OBJECTIVE:
Every entry must be repeated exactly. Exclude all pictures.
..........
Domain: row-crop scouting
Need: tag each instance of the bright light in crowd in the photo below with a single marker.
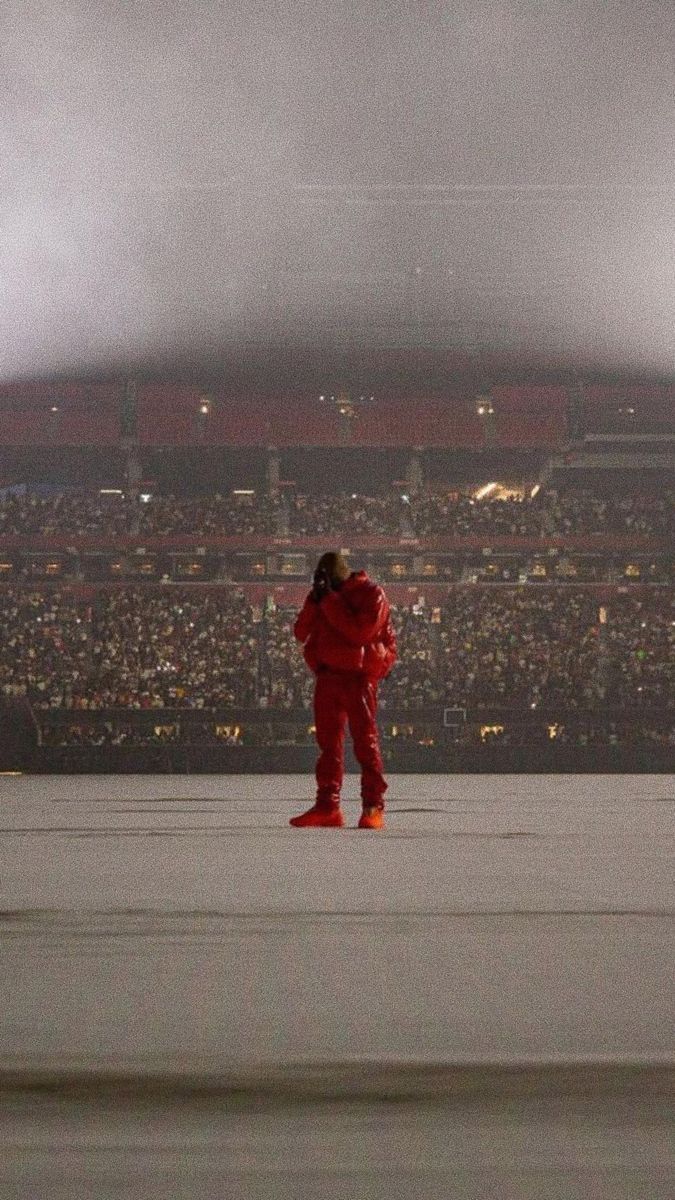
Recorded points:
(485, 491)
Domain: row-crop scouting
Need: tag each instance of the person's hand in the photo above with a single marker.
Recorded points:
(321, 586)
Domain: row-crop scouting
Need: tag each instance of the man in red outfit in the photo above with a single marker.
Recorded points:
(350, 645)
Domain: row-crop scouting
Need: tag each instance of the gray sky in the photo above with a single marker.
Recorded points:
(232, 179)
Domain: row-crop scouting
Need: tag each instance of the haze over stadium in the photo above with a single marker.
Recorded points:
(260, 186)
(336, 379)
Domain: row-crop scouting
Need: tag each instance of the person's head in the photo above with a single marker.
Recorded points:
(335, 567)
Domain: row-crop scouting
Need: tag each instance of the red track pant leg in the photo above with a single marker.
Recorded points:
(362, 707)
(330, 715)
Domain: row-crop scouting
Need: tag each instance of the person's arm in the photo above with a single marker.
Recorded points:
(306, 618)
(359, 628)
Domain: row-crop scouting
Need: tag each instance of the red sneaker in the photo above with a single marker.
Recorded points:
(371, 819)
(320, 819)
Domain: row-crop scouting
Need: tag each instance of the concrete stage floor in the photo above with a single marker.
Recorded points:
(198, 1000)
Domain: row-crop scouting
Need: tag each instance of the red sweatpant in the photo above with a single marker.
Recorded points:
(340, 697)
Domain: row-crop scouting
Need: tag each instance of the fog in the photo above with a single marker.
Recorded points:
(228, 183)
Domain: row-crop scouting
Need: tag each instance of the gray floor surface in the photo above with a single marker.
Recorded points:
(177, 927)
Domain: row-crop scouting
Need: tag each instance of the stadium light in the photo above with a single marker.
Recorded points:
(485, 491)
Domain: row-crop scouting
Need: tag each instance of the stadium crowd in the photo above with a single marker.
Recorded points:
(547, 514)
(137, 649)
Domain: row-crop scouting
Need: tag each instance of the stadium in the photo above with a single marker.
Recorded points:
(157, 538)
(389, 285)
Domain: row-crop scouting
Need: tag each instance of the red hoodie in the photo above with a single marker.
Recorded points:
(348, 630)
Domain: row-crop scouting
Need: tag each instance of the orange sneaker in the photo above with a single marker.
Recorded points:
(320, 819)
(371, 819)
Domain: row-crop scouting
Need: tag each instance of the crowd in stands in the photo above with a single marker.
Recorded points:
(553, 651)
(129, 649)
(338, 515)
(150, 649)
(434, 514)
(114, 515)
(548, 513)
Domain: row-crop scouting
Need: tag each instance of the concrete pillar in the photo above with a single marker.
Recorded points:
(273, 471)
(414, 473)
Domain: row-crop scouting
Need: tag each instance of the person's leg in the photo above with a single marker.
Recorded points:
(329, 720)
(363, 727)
..........
COMPLETED TASK:
Domain: row-crop scouting
Need: tag each instance of the bright light in crowd in the photo below with a single marker.
Recorded points:
(485, 491)
Domain: row-crop scouting
Need: tag each instance of the person's hand in the photo above with a single marker.
Recorded points:
(321, 586)
Domain: row-crop scouting
Need: tag each instance of the man in red outfit in the photo above with a single marker.
Recorded points:
(350, 645)
Domain: row-crop scouting
Need: tag each instance of the gray sky in the photo above with a single marker.
Recorded points:
(232, 179)
Domain: row-crop scouting
Need: tag each instance of the haze over stadium in the photo above with a single marker.
Recorded points:
(260, 186)
(336, 379)
Domain: row-crop scouting
Need: tag each instance of the person's head in the photo above with a single marker.
Recorded points:
(335, 567)
Domain: row-crop scouting
Need: tag each instance of the red track pant leg in the photo above with a single marker.
Recorded points:
(362, 707)
(330, 715)
Domain: row-crop scouting
Need: tag each instance of the person's arm in the photo above with a single marker.
Recorded points:
(306, 618)
(359, 628)
Domain: row-crop scouting
Need: tag each instance of the red sneaker in the photo above with a single marker.
Recorded points:
(371, 819)
(320, 819)
Domain: row-crop scouting
Need: tag each instance of the concrete stage floor in the photo above with a single marker.
Recorded points:
(198, 1000)
Domain: row-crop scouting
Need: tag each instance of the red sweatpant in the photo above with a single marker.
Recorded points:
(340, 697)
Domain: row-crop scouting
Need: tag each instance of the fog in the photo above with a single marker.
Recorded points:
(228, 183)
Domain: row-crop scouting
Need: tag each instance of the gray floor surface in the photo above with a single marker.
Recorded points:
(177, 927)
Domain: row-crop scouting
Need: tag each instance of the stadium light in the photo above with a single marker.
Recorded points:
(485, 491)
Domain: row-crop scouting
Need: tag each instance of the stadium crowd in the photo above with a single marker.
Recorded points:
(547, 514)
(137, 649)
Domain: row-crop scouting
Need: tag each instance of the stadium in the photo above with a single marker.
Recorded points:
(157, 538)
(389, 285)
Domain: row-crop scouting
Need: tag each instance of the red hoodie in the photo above with a single marker.
Recorded points:
(348, 630)
Domain: row-crop scouting
Need: tag each instance of the orange sneaker in the photo above with a single marker.
Recorded points:
(320, 819)
(371, 819)
Domain: row-crop scouting
Need: tag each instance of the crowd in stands in the photo above with a single marker.
Recorded points:
(553, 651)
(129, 649)
(338, 515)
(150, 649)
(434, 514)
(114, 515)
(548, 513)
Domain: row-crop scouting
Need: tag each instance of the concrete pillar in the photo above with a single marker.
Recorded points:
(273, 471)
(414, 473)
Domain: row-crop scouting
Need: tag each instance of the person's leg in the photo above with a single marker.
Recorded points:
(329, 720)
(363, 727)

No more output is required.